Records
>> BEGIN

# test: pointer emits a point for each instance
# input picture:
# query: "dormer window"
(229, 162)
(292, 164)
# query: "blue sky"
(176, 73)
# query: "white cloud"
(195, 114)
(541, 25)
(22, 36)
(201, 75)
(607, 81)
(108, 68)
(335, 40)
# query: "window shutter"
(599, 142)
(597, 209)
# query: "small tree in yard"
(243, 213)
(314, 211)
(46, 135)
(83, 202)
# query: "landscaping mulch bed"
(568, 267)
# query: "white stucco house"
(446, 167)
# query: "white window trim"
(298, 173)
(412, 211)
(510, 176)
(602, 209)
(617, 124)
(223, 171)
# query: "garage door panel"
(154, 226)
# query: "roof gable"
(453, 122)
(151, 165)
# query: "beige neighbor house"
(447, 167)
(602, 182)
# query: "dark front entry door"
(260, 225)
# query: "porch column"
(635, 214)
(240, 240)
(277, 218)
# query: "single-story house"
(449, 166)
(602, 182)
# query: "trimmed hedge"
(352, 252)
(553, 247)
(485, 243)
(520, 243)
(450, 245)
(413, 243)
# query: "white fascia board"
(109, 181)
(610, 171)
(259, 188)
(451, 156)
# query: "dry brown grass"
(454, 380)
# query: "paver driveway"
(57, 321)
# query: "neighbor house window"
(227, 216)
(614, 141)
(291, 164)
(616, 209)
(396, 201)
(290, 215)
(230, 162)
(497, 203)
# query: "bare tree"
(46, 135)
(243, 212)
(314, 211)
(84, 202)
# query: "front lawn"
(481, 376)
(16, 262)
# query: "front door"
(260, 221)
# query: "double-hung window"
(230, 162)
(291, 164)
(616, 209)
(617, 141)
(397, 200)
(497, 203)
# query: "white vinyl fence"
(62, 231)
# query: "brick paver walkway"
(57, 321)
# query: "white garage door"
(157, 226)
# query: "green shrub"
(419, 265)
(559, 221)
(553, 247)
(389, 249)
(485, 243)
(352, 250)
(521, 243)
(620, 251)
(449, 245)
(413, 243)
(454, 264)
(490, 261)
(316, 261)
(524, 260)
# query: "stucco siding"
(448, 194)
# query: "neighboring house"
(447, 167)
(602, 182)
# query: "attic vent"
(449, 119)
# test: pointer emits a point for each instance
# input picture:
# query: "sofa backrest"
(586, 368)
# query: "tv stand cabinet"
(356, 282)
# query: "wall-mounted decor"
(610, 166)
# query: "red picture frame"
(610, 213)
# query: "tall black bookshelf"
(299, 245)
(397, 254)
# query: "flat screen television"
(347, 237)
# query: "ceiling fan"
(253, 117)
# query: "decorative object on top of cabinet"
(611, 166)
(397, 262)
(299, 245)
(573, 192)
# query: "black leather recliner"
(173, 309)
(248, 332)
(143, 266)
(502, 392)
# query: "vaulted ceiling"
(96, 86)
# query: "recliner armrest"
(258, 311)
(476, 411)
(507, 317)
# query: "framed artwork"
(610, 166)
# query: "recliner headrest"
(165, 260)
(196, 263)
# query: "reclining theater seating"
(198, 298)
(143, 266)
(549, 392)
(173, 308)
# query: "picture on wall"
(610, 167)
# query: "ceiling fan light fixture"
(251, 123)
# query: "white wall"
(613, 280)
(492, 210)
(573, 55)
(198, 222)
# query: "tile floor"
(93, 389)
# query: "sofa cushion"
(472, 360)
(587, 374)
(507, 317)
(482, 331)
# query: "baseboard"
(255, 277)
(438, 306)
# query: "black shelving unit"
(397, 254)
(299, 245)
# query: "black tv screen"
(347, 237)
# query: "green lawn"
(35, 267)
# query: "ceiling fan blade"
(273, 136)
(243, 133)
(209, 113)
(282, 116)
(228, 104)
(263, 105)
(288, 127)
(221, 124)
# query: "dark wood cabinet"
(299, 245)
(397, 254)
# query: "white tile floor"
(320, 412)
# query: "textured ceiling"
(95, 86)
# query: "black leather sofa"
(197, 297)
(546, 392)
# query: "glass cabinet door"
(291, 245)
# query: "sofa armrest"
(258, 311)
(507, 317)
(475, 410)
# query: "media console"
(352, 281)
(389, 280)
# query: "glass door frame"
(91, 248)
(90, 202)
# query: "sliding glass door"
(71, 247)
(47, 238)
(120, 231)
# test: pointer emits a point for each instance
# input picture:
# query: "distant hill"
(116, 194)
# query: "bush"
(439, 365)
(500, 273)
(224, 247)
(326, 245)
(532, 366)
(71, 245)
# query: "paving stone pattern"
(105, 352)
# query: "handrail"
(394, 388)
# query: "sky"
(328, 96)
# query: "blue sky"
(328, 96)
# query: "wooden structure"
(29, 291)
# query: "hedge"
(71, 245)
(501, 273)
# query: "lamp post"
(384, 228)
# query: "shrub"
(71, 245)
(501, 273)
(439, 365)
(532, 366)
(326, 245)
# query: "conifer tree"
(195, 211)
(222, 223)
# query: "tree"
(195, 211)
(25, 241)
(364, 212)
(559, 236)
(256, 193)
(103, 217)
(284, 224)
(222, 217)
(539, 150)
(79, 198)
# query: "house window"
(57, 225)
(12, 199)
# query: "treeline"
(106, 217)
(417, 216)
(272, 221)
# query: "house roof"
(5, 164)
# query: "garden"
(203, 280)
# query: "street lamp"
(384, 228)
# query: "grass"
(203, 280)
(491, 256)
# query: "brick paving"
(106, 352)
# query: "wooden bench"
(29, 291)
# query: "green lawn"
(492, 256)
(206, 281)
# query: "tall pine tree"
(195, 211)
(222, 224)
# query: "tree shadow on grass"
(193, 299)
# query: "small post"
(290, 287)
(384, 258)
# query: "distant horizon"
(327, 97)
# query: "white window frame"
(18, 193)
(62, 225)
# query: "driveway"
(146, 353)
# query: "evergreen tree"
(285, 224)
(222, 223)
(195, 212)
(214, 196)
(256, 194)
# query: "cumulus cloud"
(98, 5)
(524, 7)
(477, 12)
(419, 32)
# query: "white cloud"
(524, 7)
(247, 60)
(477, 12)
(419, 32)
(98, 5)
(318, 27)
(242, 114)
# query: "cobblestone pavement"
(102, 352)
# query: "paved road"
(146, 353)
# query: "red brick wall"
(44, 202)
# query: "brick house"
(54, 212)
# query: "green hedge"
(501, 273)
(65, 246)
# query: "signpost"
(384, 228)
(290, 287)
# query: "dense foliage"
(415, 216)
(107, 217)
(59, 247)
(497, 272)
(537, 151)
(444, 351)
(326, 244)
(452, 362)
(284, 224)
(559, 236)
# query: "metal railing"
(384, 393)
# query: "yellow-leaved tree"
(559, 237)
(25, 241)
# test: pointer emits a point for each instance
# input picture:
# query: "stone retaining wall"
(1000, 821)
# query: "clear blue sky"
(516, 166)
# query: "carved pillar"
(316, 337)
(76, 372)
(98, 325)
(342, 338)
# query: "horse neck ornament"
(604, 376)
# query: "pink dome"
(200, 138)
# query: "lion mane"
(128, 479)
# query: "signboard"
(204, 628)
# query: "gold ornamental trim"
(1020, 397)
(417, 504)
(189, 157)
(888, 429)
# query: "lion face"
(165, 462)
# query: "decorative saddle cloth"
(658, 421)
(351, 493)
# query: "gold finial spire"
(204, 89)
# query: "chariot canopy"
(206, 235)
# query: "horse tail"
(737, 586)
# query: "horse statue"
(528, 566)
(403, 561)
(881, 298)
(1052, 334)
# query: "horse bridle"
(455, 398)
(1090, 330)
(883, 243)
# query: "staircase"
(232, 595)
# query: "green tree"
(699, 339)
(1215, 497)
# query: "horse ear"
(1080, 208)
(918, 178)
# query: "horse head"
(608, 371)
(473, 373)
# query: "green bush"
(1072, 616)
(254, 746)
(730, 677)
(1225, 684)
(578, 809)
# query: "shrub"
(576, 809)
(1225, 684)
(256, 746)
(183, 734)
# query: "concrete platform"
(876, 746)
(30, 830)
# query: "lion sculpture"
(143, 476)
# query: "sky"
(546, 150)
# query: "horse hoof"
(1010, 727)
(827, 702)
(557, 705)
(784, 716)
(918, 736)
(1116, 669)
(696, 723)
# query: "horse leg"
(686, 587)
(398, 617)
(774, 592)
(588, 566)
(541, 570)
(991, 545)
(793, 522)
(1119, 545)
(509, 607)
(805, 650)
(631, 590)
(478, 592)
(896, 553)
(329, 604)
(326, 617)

>> END

### Work to be completed
How many lines of the records above contain the string "black"? Reply with the number alone.

### Solution to this exercise
5